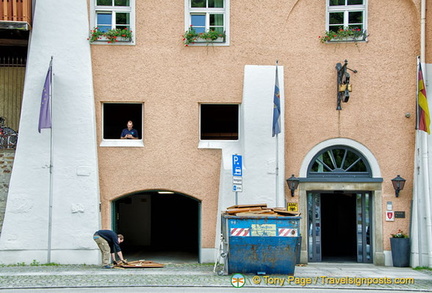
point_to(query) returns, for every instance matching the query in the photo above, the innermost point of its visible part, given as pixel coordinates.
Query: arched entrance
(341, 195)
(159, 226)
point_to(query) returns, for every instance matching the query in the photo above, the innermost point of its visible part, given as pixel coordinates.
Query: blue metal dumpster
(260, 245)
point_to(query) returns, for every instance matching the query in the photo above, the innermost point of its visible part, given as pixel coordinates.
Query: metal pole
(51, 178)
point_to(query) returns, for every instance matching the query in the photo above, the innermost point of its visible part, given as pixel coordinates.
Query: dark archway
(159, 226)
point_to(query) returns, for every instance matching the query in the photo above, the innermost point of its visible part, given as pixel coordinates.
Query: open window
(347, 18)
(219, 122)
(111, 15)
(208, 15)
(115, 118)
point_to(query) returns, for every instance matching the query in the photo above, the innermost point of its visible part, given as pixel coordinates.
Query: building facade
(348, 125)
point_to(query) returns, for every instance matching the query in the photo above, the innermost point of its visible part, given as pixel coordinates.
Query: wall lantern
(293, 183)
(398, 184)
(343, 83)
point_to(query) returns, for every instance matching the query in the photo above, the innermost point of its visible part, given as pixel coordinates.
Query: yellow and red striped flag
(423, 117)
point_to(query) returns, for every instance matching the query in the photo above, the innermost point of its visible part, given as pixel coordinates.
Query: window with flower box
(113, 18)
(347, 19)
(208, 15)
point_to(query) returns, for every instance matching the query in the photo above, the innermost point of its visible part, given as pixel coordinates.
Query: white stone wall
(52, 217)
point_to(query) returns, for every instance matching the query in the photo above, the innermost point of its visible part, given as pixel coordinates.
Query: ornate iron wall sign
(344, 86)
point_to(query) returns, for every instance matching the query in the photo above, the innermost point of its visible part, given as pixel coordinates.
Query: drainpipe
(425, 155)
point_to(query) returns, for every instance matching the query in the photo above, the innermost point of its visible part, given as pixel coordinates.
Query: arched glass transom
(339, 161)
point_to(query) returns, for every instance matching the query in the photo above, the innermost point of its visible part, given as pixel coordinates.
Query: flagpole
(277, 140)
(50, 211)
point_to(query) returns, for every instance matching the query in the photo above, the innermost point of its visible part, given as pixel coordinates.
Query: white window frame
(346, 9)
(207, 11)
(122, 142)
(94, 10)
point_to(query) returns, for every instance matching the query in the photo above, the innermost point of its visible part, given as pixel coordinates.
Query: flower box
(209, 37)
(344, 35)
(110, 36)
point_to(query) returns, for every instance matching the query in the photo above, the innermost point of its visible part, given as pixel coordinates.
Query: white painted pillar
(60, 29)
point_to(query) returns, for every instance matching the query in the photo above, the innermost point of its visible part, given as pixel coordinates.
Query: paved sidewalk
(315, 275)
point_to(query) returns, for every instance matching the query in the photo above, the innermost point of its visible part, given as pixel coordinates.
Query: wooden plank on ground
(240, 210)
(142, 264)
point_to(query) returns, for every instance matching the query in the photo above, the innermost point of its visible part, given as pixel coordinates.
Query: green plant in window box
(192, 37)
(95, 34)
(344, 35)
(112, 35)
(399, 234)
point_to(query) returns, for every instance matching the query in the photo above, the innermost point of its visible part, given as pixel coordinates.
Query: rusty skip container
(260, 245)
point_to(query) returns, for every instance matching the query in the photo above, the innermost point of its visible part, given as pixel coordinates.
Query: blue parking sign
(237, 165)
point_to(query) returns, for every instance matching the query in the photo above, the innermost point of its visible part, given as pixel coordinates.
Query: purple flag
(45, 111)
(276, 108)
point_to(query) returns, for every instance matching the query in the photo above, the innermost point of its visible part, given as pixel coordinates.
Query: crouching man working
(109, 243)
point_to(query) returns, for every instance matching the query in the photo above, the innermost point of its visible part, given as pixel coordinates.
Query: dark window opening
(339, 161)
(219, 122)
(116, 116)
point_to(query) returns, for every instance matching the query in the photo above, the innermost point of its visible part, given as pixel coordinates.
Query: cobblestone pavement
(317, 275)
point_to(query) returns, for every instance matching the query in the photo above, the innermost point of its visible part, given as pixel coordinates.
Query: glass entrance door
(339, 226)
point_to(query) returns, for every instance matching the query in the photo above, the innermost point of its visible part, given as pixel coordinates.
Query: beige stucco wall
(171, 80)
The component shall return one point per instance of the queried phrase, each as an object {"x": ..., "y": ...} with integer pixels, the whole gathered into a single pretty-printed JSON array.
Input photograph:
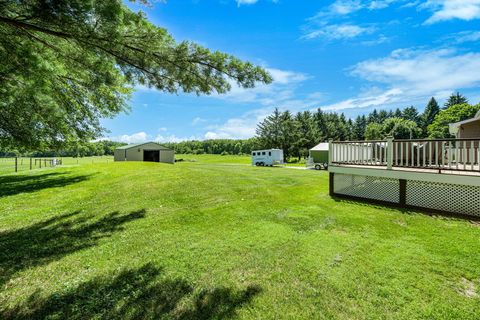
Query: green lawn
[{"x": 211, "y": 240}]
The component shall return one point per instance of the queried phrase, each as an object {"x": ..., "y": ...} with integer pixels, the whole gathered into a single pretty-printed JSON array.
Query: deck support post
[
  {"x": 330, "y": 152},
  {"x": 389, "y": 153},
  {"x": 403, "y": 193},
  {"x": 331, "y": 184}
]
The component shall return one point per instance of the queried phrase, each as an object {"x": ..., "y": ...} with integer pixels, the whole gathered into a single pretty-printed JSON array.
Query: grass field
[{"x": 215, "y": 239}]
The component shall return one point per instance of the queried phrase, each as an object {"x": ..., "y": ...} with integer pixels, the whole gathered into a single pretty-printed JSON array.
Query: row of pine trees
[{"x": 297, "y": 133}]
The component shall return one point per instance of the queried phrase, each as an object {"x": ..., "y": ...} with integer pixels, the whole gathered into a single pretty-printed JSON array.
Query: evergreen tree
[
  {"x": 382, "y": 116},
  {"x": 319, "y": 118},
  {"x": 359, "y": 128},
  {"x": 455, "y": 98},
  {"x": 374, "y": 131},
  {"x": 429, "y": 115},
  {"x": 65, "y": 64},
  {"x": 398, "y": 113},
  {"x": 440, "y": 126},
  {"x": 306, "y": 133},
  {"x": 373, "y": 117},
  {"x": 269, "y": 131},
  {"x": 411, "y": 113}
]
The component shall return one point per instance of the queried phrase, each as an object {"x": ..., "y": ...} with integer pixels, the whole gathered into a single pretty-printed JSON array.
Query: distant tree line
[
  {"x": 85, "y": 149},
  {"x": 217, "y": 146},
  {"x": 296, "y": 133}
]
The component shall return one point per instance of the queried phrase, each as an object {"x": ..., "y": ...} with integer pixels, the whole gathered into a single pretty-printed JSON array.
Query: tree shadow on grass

----

[WHAT IS NEEDED] Pictures in the listing above must be skipped; everything else should be copied exactly.

[REPLY TO THE EXERCISE]
point_to(query) returns, for every instance matching the query in the photo above, the innermost point of its visible part, given as pixel coordinates.
Query: arched entrance
(341, 195)
(159, 226)
point_to(query) returns, for every instance matching the query in the photo above, the innermost point of its visible part, given as pixel coordinates.
Query: blue metal dumpster
(260, 245)
point_to(query) returns, for every instance matching the query in the photo above, the innermost point of its visible part, given as pixel coordinates.
Query: metal pole
(51, 178)
point_to(query) returns, for every instance matching the query in the photo above, the innermost point of its visible part, given as pixel coordinates.
Query: dark archway
(159, 226)
point_to(query) returns, for every instance matching the query in the photo above, the innermost point of its visible part, given as pixel coordinates.
Query: open window
(347, 18)
(219, 122)
(111, 15)
(208, 15)
(115, 118)
point_to(query) returns, for every instance matching the query in the photo above, the innermost point of its visible part, given as pixel coordinates.
Query: building facade
(348, 125)
point_to(query) returns, for every instance matching the query in the photo above, the innermost point of its visible part, given as pixel coordinates.
Query: wall lantern
(293, 183)
(398, 184)
(343, 83)
point_to(query) returns, for every instance matching the query in the photo above, the innermost point of its visible part, given as pixel coordinates.
Query: yellow and red striped flag
(423, 117)
point_to(query) returns, for every instance matching the query in the photo above, the innermost point of its visible part, given as pixel coordinates.
Query: window with flower box
(113, 18)
(347, 19)
(208, 15)
point_to(query) returns, for every instance matching the query in the photo above, the innermost point of its visible part, given as pixel coordinates.
Query: white stone wall
(52, 217)
point_to(query) returns, for every instance matching the query in the photo above, the innermost point of its visible part, given as pixel coordinates.
Query: ornate iron wall sign
(344, 86)
point_to(query) returns, for every instance matching the query in the photo above, the innermost point of its visible part, given as pixel coordinates.
Query: drainpipe
(425, 155)
point_to(query) returns, for every instance matching the query in the photo above, the innermost point of its visible part, given as pixel coordinates.
Query: arched glass transom
(339, 161)
point_to(query) returns, for every instance matching the query in the photo above, the innermost point of its visible part, given as pixel coordinates.
Query: flagpole
(277, 140)
(50, 211)
point_to(query) returns, for every instance matching the query in the photo above, the innermost point of its visible part, given as pixel coordinates.
Query: white window frame
(346, 9)
(207, 11)
(122, 142)
(94, 10)
point_to(query) returns, for every instance matching the query in the photo above, the innermost point of its visible part, given as pixel coordinates.
Query: flower box
(209, 37)
(344, 35)
(110, 36)
point_to(query) returns, for every instance matching the query in the photo above, the innermost point of its visible part, given as pixel coordinates.
Query: white painted pillar
(60, 29)
point_to(query) returns, for every instance matching the query in the photo above, the innermost point of its visible part, given as pixel coordinates.
Query: paved sidewalk
(315, 275)
point_to(query) returns, for every instance matching the query in the photo above, the innermost point of its visible part, given as pixel coordinates.
Query: wooden plank on ground
(240, 210)
(142, 264)
point_to(query) returns, for every instance matching the query in the photo above, the innermost point of its visible part, given as pixel coordinates.
Query: green plant in window box
(192, 37)
(95, 34)
(344, 35)
(112, 35)
(399, 234)
point_to(query) returns, for every instance matching the query in the photo above, the innermost point of its visible part, given as pixel coordinates.
Query: rusty skip container
(260, 245)
point_to(query) returns, for every instance matching the query in the photo above, the innermost point of its visible part, given as pixel coordinates.
Query: blue parking sign
(237, 165)
point_to(query) returns, for every instance matching the query in the photo above, the innermost point of its visible part, given as pixel coordinates.
Query: purple flag
(45, 111)
(276, 108)
point_to(query) returns, for every instance matching the query in the photo above, the innermost point of its visible part, given as pixel coordinates.
Query: crouching man working
(109, 243)
point_to(query) returns, for every instance matching the query in the photo above, the innermost point of its visible part, given as pixel coordinates.
Query: dark window opening
(339, 161)
(219, 122)
(116, 116)
point_to(query) returns, for every instance matching the query in the photo above, the innermost point of its visible part, given as pixel coordinates.
Query: cobblestone pavement
(317, 275)
point_to(query) returns, for every instance matching the query in the photo above, the innermost point of its visible part, given as pixel coordinates.
Query: glass entrance door
(339, 226)
point_to(query) returns, for every instance matching the query in the photo above, the innermost point of its visible part, given as pixel coordinates.
Query: beige stucco wall
(171, 80)
The component shall return one point per instance of the queried phrase, each as an object {"x": ..., "y": ...} with integer pixels, the whole gathered into a single pretty-printed JSON array.
Input photograph:
Query: green lawn
[{"x": 211, "y": 240}]
The component shall return one point per instance of the queried phrase, each as an object {"x": ..., "y": ...} with integer pixels, the whole gathered into a single pretty-printed JSON array.
Query: deck support post
[
  {"x": 330, "y": 152},
  {"x": 389, "y": 153},
  {"x": 403, "y": 193},
  {"x": 331, "y": 184}
]
The component shall return one point per instance of the queried phrase, each as an object {"x": ..., "y": ...} with integer pixels, the whole gathered into a single pretty-printed JSON array.
Query: grass field
[{"x": 215, "y": 239}]
The component shall return one point per instance of the queried phrase, each as an object {"x": ..., "y": ...} with integer pixels, the whole gathered into a single pretty-printed JSON array.
Query: row of pine trees
[{"x": 297, "y": 133}]
The component shall return one point per instance of the queried phrase, each as an object {"x": ..., "y": ...} with integer pixels, the whole gathered into a single pretty-printed JSON array.
Query: evergreen tree
[
  {"x": 382, "y": 116},
  {"x": 319, "y": 118},
  {"x": 359, "y": 128},
  {"x": 455, "y": 98},
  {"x": 374, "y": 131},
  {"x": 429, "y": 115},
  {"x": 65, "y": 64},
  {"x": 398, "y": 113},
  {"x": 440, "y": 126},
  {"x": 306, "y": 133},
  {"x": 373, "y": 117},
  {"x": 269, "y": 131},
  {"x": 411, "y": 113}
]
The component shall return one point per instance of the queried phrase, each as an object {"x": ..., "y": ...} with integer pixels, the whole gathered into a single pretty-printed JSON array.
Query: distant tree line
[
  {"x": 85, "y": 149},
  {"x": 217, "y": 146},
  {"x": 296, "y": 133}
]
The component shall return one point per instance of the queried phrase, each as an object {"x": ..., "y": ...} with integer pixels, the whole gathered into a single pretty-printed JSON array.
Query: tree shadow on grass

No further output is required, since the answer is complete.